» **Prompt**: Copy the rows below, changing every "instance" to "object" and leaving all other text unchanged.

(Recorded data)
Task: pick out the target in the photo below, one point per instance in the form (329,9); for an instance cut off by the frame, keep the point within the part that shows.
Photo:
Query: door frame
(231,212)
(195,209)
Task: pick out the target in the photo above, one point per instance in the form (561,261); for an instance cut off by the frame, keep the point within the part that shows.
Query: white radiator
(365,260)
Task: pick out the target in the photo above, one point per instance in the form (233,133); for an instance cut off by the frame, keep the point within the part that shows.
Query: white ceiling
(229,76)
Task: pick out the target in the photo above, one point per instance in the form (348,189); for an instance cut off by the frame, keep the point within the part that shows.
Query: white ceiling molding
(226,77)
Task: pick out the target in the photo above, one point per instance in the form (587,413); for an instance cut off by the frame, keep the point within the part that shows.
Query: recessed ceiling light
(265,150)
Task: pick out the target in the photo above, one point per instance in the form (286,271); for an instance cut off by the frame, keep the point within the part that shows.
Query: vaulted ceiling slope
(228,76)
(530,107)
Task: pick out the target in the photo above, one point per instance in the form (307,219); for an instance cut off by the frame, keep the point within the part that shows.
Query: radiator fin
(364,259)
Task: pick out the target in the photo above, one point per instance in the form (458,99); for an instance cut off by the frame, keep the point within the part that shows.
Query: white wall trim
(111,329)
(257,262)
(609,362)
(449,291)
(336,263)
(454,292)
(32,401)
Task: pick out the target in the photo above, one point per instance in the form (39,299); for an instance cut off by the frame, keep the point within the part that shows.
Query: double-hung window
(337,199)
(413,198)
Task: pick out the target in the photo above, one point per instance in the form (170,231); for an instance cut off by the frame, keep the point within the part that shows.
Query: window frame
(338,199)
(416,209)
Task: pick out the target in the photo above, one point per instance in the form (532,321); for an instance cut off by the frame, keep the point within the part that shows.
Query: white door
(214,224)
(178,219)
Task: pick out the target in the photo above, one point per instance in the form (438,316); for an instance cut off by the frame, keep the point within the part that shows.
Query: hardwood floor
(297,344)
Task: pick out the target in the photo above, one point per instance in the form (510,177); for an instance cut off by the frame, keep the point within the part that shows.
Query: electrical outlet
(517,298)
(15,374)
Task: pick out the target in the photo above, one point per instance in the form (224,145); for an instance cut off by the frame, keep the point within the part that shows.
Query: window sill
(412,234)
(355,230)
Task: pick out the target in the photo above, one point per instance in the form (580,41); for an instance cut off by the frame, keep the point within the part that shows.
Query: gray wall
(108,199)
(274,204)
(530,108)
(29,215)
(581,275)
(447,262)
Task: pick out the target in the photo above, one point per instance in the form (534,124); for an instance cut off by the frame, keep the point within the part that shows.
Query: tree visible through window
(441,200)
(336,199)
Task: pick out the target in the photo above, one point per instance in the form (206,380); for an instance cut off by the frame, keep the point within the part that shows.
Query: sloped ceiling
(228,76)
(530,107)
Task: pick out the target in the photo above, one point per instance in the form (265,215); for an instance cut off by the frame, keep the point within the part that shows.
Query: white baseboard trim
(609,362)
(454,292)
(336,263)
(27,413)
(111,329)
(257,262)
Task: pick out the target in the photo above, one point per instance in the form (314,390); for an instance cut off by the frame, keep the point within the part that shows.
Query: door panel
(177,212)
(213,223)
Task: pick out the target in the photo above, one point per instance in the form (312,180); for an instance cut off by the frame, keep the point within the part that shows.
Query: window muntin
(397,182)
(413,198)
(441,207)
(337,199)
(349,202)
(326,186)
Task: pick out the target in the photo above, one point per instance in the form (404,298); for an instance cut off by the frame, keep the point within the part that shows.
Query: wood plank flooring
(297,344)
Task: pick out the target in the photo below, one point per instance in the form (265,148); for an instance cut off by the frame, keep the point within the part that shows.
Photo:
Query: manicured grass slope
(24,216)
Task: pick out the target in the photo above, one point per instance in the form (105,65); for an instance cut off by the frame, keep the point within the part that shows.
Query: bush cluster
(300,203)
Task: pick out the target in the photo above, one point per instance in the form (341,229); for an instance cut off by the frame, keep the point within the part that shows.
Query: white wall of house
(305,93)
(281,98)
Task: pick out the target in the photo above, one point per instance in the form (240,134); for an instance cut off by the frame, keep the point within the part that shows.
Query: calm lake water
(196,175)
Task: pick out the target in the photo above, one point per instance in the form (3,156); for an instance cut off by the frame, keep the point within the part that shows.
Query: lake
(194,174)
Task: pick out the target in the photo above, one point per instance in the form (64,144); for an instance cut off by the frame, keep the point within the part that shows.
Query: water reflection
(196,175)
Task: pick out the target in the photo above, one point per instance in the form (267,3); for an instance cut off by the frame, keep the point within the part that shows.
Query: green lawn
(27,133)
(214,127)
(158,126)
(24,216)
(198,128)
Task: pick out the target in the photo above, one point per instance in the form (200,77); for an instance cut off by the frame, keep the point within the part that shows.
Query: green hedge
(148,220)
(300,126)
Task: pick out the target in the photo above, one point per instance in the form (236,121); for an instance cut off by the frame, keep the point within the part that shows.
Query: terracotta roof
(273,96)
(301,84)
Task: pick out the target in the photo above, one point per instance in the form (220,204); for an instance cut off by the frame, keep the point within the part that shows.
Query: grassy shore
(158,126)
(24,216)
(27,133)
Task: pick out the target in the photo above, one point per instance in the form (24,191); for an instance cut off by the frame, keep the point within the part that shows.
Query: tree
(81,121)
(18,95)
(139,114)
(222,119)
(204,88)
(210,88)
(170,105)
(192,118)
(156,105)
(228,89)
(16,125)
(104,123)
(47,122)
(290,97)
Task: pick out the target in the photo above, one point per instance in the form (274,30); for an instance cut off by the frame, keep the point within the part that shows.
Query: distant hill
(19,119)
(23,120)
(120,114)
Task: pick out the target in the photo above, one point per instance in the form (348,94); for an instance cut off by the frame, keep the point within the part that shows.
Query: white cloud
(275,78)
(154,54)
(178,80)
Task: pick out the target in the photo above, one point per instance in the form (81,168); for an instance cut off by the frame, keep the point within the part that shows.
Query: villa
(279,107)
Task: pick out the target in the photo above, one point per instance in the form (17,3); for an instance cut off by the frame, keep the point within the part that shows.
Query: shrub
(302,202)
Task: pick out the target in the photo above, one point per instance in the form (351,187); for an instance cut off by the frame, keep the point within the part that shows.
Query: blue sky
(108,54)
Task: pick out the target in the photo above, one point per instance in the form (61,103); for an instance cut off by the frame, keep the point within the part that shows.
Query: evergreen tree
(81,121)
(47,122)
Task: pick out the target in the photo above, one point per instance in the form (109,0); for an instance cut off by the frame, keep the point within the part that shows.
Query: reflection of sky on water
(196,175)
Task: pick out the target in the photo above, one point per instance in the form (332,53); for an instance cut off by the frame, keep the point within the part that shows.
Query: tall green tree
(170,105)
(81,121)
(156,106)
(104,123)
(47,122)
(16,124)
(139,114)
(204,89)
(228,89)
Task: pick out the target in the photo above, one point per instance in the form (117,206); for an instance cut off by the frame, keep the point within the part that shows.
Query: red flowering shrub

» **Exercise solution**:
Task: pick out the target in the photo below, one point per object in the form (329,9); for an object cut off by the frame, keep the point within the part that shows.
Photo:
Query: door frame
(231,212)
(195,209)
Task: pick out the target in the photo above, one point per object in the form (561,261); for an object cut off by the frame, keep the point within the part that shows.
Query: white radiator
(365,260)
Task: pick out the target in the photo above, one point per object in the form (233,133); for an object cut off by the frame, keep the point within the part that shows.
Query: white ceiling
(229,76)
Task: pick out the target in the photo above, one point per object in the form (348,189); for an object cut off by the frame, keep the point within the part that shows.
Query: white ceiling molding
(226,77)
Task: pick out the target in the photo above, one point per object in the form (587,413); for an object cut off by the frame, keep the point within the part that shows.
Query: recessed ceiling light
(265,150)
Task: pick out the target in the photo above, one point per object in the form (286,271); for an object cut off by the frame, keep the point within the part that shows.
Query: vaulted ceiling slope
(228,76)
(530,107)
Task: pick out the target in the photo above, one point per object in the form (307,219); for an object cut off by the frame, keep the point within the part that shows.
Query: radiator fin
(364,259)
Task: pick out the target in the photo above, one point per object in the form (458,99); for an object cut off by the frame, keep the point within the part that shows.
Query: white wall trim
(111,329)
(257,262)
(609,362)
(449,291)
(336,263)
(454,292)
(32,401)
Task: pick out the target in the photo above, one point per object in the form (39,299); for an object cut off by the frame, keep the point within the part that shows.
Query: double-hung window
(337,199)
(413,198)
Task: pick out the target in the photo above, one point per object in the form (170,231); for an object cut off by the frame, keep the point within the part that shows.
Query: window frame
(338,199)
(416,209)
Task: pick out the target in the photo above, one point per object in the form (532,321); for an object cut off by the frame, keep the point within the part that shows.
Query: white door
(214,224)
(178,219)
Task: pick out the target in the photo above, one point per object in the form (438,316); for an object cut off by the frame, keep the point within the part that shows.
Query: hardwood floor
(297,344)
Task: pick out the target in the photo above, one point per object in the form (510,177); for an object cut off by the frame, keep the point within the part that shows.
Query: electrical outlet
(517,298)
(15,374)
Task: pick out the target in the photo above, one point per object in the form (224,145); for an object cut off by the frame, keep the point within the part that shows.
Query: window sill
(412,234)
(355,230)
Task: pick out the target in the photo above, one point per object in the form (580,41); for an object cut off by the frame, keep the point within the part that shows.
Query: gray wall
(108,199)
(274,204)
(530,108)
(29,215)
(581,275)
(447,262)
Task: pick out the target in the photo above, one point per object in the form (534,124); for an object cut off by the frame, keep the point within the part that shows.
Query: tree visible through window
(441,200)
(336,199)
Task: pick out the target in the photo above, one point per object in the form (206,380); for an object cut off by the frame, keep the point within the part that shows.
Query: sloped ceiling
(228,76)
(530,107)
Task: pick out the target in the photo above, one point per object in the form (265,215); for an object cut off by the frame, keep the point within the part that shows.
Query: white baseboard trim
(609,362)
(454,292)
(336,263)
(27,413)
(111,329)
(257,262)
Task: pick out the target in the photo above, one point per object in the form (314,390); for an object cut off by the frame, keep the point within the part that shows.
Query: door panel
(177,212)
(213,223)
Task: pick out the target in the photo above, one point per object in the form (312,180); for an object cut off by the frame, keep the point within the part that shows.
Query: window muntin
(397,182)
(413,198)
(441,207)
(337,199)
(349,202)
(326,186)
Task: pick out the target in the photo above, one point per object in the form (404,298); for an object cut off by the frame, keep the point within the part that shows.
Query: wood plank flooring
(297,344)
Task: pick out the target in the photo below, one point per object in the form (265,148); for an object cut off by the frame, keep the point within the part that shows.
Photo:
Query: manicured grass slope
(24,216)
Task: pick out the target in the photo above, one point per object in the form (105,65); for an object cut off by the frame, keep the point within the part that shows.
Query: bush cluster
(300,203)
Task: pick out the target in the photo above, one point per object in the form (341,229); for an object cut off by the frame, keep the point within the part that shows.
Query: white wall of house
(305,93)
(281,98)
Task: pick out the target in the photo above, one point per object in the form (240,134); for an object cut off by the frame, keep the point within the part that shows.
Query: calm lake water
(196,175)
Task: pick out the target in the photo above, one point per object in the form (3,156); for an object cut off by the frame, keep the point within the part that shows.
Query: lake
(194,174)
Task: pick out the target in the photo above, one point per object in the form (64,144); for an object cut off by the frame, keep the point within the part that shows.
Query: water reflection
(196,175)
Task: pick out the target in the photo above, one point per object in the form (267,3); for an object cut off by the frame, keep the point within the part that shows.
Query: green lawn
(27,133)
(214,127)
(158,126)
(24,216)
(198,128)
Task: pick out the target in the photo above, one point per object in the form (200,77); for an object cut off by the frame, keep the point within the part that shows.
Query: green hedge
(148,220)
(300,126)
Task: pick out the target in the photo above, one point per object in the form (236,121); for an object cut off by the frame, keep the point within the part that shows.
Query: terracotta roof
(273,96)
(301,84)
Task: pick out the target in the photo above, one point per object in the form (220,204); for an object cut off by the frame, keep the point within the part that shows.
Query: grassy shore
(158,126)
(24,216)
(27,133)
Task: pick out the target in the photo above, one point per object in the form (24,191); for an object cut off by the frame, keep the point within the part that shows.
Query: tree
(81,121)
(18,95)
(139,114)
(222,119)
(204,88)
(210,88)
(170,105)
(192,118)
(156,105)
(228,89)
(16,125)
(104,123)
(47,122)
(290,97)
Task: pick out the target in the photo above, one point per object in the form (274,30); for an object cut off by the frame, keep the point within the part that shows.
Query: distant hill
(19,119)
(23,120)
(120,114)
Task: pick out the target in the photo above, one point per object in the form (348,94); for an object cut off by the frame, keep the point within the part that shows.
Query: white cloud
(275,78)
(154,54)
(178,80)
Task: pick out the target in the photo above, one point per object in the form (81,168); for an object cut off by the frame, keep the point within the part that shows.
Query: villa
(279,107)
Task: pick out the target in the photo above, one point per object in the form (17,3); for an object cut off by the frame, keep the point within the part that shows.
Query: shrub
(302,202)
Task: pick out the target in the photo above, one point per object in the form (351,187); for an object cut off by the frame, keep the point within the part that shows.
Query: blue sky
(108,54)
Task: pick out the target in the photo above, one point per object in the form (61,103); for an object cut off by the frame, keep the point within the part that shows.
Query: evergreen tree
(81,121)
(47,122)
Task: pick out the target in the photo above, one point per object in the form (109,0); for an object cut off by the frame, keep the point within the part that shows.
Query: reflection of sky on water
(196,175)
Task: pick out the target in the photo above, one point per object in the form (332,53); for an object cut off by the frame, keep the point within the part that shows.
Query: tall green tree
(170,105)
(81,121)
(156,106)
(104,123)
(47,122)
(16,124)
(139,114)
(204,89)
(228,89)
Task: pick out the target in the photo above, one point per object in the form (117,206); for an object cut off by the frame, keep the point within the part that shows.
Query: red flowering shrub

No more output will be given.